— start Text excerpt —

Behavioral Economics Theories

Prospect Theory

How people make choices under uncertainty. One needs to understand when indviduals faced with separate gambles treat them as separate gains and losses and when they treat them as one, pooling them to produce one gain or loss. This deals with how people make choice that diverge from unbounded rationality.
  1. It is defined over change to wealth rather than levels of wealth to incorporate the concept of adaptation
  2. The loss function is steeper than the gain function to incorporate the notion of "loss aversion"; the notion that people are more sensitive to descreases in their well being than to increases.
  3. Both the gain and loss function display diminishing sensitvity (the gain function is concave, the loss function is convex) to reflect experimental findings.

Asymmetric Value Function

Behavioral Life-Cycle Theory

Savings Economics

  1. People mentally frame assets as belonging to either current income, current wealth or future income and this has implications for their behaviour as the accounts are largely non-fungible and marginal propensity to consume out of each account is different. This is an example of both the heurstic mechanism and framing effects.

Rational efficient markets hypothesis

Finance Economics

  1. Stock prices are "correct" in the sense that asset prices reflect the true or rational value of the security. (not tested because intrinsic values are not observable)
  2. Unpredictability- in an efficient market it is not possible to predict future stock price movements based on publicly available information
Example
Two companies, Royal Dutch Petroleum and Shell Transport, merged together in 60:40 ratio. Royal Dutch trades mostly with US and Netherlands while Shell trades mostly with London. According to the rational model, they should trade 60:40.

Limits to arbitrage

  1. The price of an asset may not equal its fundamental value – this represents a mispricing. However, this mispricing may persist for long periods of time because arbitraging it away may entail significant risks and costs
Example
Hedge funds do try to exploit this mispricing, buying the cheaper stock and shorting the more expensive one, but in the Summer of 1998, this was not the case. Hedge funds were trying to get more liquidity, the pricing disparity widened

The Methods of Behavioral Economics

  • They define themselves, not on the basis of the research methods that they employ, but rather their application of psychological insights to economics. This is how they differ from experimental economics.

— end Text excerpt —

● To-do list
A) Answer these questions from the behavioral economics text:
(i) Under prospect theory, which function is steeper, the gain function or the loss function?
(ii) In what ratio did Royal Dutch Petroleum and Shell Transport merge?
(iii) In what period did hedge funds fail to exploit the mispricing?
B) Copy word for word the part of the behavioral economics text starting with "Behavioral Life-Cycle Theory" and going on through "are not observable)".
C) From the behavioral economics text, list every place named as somewhere Royal Dutch or Shell mostly trades.

— start Data excerpts —

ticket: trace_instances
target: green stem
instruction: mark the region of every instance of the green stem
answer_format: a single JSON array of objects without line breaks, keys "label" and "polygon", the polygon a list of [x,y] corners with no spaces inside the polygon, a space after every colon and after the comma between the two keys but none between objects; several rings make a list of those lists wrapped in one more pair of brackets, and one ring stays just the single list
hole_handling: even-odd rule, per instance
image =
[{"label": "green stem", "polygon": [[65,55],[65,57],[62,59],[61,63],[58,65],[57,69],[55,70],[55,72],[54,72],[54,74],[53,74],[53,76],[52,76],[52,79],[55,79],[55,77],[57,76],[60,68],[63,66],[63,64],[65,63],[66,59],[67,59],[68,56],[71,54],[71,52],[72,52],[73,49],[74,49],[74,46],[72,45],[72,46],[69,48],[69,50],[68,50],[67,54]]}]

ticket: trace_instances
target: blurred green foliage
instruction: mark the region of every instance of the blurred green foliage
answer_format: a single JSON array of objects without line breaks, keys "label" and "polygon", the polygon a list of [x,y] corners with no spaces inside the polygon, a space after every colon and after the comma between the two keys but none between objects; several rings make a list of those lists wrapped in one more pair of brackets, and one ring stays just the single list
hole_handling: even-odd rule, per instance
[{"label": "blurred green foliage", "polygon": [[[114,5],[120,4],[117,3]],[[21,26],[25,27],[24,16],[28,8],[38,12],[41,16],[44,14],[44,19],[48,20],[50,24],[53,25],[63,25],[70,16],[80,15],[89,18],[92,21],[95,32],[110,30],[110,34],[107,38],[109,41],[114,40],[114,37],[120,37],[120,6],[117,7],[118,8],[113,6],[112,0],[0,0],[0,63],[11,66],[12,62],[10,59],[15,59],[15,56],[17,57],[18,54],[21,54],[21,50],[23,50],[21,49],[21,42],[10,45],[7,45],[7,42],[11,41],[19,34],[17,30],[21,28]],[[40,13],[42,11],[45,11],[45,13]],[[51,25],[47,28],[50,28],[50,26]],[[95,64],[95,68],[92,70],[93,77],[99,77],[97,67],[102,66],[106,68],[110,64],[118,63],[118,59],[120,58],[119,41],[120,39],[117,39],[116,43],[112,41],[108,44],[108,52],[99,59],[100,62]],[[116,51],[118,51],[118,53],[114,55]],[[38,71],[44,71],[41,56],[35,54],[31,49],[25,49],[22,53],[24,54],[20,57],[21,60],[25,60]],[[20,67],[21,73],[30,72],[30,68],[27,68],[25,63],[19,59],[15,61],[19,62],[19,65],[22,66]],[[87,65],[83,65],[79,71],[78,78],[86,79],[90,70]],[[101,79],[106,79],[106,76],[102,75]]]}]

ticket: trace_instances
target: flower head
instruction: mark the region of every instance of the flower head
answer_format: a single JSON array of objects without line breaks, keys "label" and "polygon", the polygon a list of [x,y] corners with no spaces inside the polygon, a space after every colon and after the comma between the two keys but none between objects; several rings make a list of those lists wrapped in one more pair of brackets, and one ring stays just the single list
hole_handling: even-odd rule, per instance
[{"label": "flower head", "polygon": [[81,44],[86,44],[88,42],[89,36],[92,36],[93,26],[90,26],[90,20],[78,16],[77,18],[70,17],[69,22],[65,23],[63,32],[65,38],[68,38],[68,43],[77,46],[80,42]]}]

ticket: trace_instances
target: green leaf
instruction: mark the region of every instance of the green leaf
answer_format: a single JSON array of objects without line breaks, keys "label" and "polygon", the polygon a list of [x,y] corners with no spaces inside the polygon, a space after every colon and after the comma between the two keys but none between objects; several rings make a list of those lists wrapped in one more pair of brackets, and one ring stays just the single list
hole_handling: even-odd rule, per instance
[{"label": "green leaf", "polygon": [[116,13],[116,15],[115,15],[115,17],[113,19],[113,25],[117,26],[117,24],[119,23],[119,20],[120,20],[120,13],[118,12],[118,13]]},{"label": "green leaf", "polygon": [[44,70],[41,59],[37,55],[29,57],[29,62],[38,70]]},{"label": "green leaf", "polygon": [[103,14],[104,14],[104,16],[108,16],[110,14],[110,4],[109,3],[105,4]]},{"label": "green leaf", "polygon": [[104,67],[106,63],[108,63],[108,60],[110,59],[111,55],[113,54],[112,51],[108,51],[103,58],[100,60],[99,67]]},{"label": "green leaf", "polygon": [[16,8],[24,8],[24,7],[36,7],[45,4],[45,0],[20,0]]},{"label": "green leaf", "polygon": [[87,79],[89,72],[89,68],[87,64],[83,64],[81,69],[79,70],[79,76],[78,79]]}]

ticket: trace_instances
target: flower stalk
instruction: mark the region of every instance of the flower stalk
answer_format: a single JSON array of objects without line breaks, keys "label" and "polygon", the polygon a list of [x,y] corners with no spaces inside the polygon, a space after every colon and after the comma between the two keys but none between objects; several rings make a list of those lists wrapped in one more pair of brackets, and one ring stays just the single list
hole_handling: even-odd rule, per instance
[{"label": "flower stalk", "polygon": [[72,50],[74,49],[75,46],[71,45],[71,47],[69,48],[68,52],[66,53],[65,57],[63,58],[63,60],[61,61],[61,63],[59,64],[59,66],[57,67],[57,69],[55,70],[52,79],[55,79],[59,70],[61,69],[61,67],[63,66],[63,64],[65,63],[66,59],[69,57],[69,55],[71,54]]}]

— end Data excerpts —
— start Data excerpts —

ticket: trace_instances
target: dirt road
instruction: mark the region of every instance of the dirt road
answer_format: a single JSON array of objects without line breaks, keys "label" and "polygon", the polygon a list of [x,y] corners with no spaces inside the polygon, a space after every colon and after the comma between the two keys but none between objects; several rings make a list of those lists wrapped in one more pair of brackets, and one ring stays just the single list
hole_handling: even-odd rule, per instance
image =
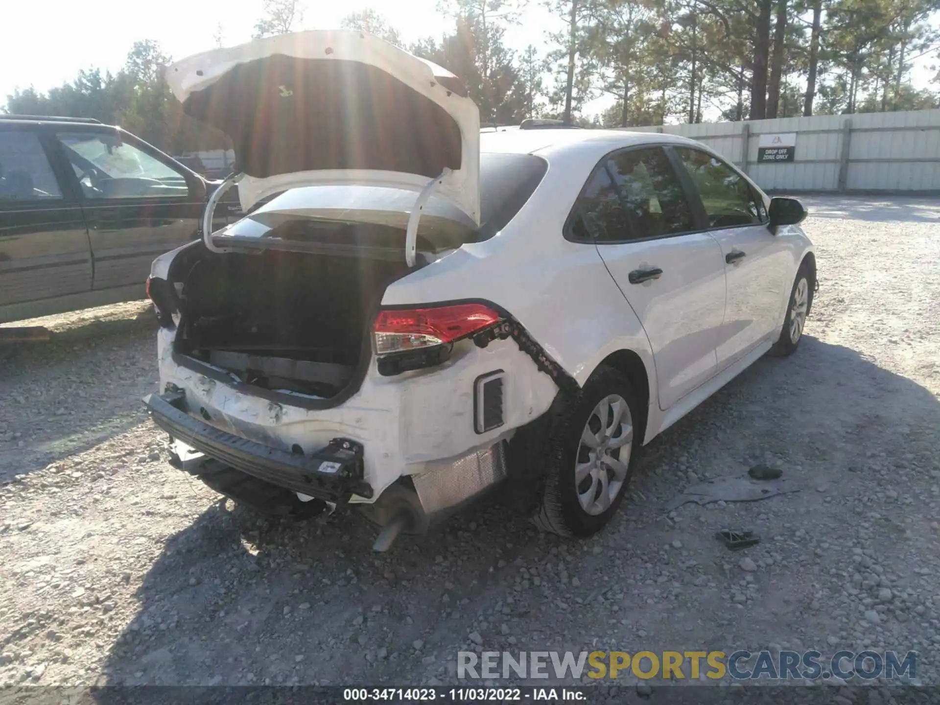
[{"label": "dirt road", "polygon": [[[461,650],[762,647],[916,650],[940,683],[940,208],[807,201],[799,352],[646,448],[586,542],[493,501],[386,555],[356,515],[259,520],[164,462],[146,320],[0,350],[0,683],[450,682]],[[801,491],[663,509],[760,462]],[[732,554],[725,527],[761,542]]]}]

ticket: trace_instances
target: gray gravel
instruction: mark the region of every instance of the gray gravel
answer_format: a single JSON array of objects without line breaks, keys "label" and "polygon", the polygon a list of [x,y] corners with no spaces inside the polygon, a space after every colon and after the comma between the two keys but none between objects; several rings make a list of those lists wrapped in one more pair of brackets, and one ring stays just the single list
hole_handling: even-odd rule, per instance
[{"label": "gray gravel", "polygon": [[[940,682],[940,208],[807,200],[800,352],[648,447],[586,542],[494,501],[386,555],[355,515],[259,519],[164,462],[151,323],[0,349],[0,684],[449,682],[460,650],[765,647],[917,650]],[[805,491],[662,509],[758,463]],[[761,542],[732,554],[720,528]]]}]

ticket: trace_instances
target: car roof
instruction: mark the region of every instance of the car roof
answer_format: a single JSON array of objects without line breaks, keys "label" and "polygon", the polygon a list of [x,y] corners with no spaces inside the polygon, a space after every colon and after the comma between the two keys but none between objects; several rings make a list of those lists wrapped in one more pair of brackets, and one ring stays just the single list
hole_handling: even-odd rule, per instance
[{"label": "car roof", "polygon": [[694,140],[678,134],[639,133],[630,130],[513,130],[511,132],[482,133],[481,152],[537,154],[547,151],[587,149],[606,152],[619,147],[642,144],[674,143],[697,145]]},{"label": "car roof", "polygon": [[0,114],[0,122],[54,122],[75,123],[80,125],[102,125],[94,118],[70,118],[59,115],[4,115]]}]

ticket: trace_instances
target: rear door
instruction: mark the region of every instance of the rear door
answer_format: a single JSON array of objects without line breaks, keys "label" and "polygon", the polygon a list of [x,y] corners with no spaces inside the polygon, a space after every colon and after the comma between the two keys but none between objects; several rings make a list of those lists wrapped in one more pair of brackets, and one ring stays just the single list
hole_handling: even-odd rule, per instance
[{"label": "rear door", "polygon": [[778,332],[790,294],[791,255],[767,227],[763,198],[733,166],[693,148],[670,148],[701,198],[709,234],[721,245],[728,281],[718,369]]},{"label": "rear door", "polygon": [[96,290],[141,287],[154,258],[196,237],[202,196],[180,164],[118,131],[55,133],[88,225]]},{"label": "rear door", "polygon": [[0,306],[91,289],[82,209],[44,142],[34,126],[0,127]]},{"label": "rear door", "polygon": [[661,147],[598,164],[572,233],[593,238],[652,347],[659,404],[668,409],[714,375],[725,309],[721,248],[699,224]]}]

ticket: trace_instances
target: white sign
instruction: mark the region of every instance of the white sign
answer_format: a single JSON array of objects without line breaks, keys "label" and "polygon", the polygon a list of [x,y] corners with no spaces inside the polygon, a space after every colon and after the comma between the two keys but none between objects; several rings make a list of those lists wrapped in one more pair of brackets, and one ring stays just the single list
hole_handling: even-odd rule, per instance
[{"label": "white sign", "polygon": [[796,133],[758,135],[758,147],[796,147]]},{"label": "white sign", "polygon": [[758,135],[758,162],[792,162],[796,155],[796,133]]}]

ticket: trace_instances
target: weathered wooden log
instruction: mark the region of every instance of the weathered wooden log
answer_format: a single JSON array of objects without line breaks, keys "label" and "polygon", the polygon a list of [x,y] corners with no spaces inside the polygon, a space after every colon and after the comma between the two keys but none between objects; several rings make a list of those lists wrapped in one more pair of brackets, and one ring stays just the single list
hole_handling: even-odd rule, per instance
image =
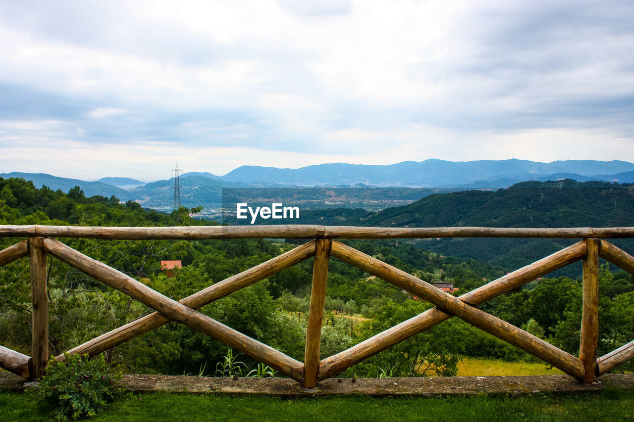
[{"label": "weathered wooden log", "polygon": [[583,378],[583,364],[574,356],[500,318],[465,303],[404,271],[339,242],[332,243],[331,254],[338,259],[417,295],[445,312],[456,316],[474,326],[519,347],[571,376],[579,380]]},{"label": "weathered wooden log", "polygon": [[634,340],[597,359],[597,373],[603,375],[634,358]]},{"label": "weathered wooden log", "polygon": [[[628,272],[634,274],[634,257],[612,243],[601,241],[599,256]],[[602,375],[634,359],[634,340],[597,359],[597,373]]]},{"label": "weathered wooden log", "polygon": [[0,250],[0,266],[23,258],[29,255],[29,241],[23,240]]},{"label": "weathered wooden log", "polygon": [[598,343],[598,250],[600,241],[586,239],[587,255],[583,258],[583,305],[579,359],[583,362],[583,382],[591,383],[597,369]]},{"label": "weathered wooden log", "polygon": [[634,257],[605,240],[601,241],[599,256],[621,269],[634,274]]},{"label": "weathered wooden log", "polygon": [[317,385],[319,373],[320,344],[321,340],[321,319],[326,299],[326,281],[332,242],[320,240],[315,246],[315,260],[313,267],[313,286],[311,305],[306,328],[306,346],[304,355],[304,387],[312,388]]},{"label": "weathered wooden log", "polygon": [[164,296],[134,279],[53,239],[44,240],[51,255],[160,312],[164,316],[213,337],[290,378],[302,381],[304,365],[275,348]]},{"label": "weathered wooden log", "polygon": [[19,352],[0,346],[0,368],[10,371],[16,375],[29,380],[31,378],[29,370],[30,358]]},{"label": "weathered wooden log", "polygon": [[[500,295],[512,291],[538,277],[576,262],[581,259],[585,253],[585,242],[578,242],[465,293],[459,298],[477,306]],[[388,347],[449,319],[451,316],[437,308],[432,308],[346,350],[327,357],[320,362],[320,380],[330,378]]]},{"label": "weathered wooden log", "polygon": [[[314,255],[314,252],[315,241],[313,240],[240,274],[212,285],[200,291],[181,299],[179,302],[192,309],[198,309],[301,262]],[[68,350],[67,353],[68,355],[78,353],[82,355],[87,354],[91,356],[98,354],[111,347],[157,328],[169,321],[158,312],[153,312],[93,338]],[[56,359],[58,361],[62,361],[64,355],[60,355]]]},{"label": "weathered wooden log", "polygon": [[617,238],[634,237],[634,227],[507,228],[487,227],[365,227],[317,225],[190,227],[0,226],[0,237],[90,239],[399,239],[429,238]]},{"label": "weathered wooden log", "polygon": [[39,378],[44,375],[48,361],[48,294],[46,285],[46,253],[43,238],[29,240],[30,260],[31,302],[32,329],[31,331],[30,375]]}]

— end Data excerpts —
— start Data excerpts —

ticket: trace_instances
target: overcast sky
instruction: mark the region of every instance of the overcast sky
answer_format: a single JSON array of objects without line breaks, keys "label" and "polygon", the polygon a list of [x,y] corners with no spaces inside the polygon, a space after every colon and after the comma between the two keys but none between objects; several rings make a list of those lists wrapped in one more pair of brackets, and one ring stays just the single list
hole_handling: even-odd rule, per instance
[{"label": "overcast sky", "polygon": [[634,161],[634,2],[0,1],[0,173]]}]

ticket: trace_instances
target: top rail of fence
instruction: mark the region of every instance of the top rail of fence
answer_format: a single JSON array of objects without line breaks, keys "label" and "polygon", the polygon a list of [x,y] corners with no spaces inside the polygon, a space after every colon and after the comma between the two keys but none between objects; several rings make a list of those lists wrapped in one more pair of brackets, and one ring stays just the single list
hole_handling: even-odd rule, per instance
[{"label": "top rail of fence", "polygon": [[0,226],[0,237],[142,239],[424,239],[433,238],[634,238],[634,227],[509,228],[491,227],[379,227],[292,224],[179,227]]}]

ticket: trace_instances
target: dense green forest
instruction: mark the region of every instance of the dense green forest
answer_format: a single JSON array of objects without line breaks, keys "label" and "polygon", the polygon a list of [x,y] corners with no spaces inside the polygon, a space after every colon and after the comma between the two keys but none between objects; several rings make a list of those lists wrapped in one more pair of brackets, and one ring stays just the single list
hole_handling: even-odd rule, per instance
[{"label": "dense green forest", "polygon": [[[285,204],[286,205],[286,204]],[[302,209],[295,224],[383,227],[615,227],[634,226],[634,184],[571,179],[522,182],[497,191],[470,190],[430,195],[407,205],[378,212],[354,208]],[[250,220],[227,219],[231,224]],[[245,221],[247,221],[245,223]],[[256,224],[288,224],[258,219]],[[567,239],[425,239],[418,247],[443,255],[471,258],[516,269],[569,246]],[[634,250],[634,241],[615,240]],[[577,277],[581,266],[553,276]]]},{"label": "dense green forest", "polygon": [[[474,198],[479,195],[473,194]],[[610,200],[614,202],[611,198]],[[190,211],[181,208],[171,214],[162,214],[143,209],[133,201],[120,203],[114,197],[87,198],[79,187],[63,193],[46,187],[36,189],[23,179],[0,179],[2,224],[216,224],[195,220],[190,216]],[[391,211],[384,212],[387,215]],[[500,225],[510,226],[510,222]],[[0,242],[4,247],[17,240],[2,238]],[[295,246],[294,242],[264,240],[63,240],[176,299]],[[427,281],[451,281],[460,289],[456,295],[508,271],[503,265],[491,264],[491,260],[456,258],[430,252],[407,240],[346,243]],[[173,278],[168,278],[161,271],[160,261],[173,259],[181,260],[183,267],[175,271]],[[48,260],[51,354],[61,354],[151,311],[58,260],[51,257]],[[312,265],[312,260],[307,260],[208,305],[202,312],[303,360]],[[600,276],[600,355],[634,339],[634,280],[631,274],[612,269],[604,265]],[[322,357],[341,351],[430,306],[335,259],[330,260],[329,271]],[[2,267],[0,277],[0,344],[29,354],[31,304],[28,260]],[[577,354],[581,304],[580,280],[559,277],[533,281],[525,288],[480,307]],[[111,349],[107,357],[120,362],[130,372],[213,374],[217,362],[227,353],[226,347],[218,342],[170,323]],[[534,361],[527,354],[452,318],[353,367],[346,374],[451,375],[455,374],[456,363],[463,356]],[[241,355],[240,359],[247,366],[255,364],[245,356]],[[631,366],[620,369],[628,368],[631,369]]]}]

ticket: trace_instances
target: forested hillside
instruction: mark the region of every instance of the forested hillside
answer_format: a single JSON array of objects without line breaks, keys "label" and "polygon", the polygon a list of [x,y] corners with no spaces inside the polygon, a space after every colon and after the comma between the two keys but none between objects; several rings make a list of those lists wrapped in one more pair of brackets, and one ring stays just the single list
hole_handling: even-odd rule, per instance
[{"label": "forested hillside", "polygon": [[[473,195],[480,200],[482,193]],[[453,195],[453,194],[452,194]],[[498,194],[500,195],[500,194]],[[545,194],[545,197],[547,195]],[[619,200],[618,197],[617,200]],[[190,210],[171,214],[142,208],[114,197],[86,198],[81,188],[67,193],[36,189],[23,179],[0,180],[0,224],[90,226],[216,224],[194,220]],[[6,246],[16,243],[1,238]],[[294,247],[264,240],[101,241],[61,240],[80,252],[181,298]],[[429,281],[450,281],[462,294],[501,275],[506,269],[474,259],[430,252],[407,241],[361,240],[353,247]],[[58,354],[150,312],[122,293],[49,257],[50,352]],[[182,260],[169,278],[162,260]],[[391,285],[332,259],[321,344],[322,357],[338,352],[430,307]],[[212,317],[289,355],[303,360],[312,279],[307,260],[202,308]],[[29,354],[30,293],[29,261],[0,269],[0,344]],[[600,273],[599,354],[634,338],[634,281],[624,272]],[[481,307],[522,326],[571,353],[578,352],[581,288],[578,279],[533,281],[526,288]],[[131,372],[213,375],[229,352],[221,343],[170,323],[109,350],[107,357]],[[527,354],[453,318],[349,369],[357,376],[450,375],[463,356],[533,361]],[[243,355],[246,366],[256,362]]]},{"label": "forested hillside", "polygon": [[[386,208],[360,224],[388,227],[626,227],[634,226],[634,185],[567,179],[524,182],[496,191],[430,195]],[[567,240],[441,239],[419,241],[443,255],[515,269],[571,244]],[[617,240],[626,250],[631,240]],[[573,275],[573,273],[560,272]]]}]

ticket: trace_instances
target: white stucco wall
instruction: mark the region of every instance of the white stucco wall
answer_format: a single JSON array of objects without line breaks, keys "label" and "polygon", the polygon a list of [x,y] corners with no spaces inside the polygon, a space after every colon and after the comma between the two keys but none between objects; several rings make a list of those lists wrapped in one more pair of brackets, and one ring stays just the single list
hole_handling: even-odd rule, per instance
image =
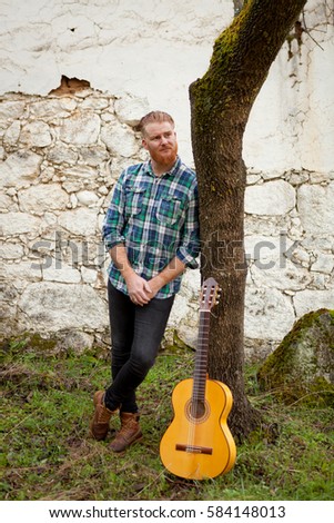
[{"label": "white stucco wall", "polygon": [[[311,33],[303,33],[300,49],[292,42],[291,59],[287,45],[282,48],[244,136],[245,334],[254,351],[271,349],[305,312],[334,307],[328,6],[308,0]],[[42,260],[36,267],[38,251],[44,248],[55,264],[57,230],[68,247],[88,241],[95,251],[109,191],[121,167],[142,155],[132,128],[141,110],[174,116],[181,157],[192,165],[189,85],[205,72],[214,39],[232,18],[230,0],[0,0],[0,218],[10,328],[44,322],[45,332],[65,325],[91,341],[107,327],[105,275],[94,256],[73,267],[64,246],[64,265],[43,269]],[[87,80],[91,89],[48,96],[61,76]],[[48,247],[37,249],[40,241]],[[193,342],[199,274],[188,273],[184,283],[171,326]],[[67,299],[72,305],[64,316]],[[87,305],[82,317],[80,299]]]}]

— end Data excerpts —

● Response list
A)
(i) The loss function
(ii) 60:40
(iii) The Summer of 1998

B)
Behavioral Life-Cycle Theory

Savings Economics

  1. People mentally frame assets as belonging to either current income, current wealth or future income and this has implications for their behaviour as the accounts are largely non-fungible and marginal propensity to consume out of each account is different. This is an example of both the heurstic mechanism and framing effects.

Rational efficient markets hypothesis

Finance Economics

  1. Stock prices are "correct" in the sense that asset prices reflect the true or rational value of the security. (not tested because intrinsic values are not observable)

C) US, Netherlands, London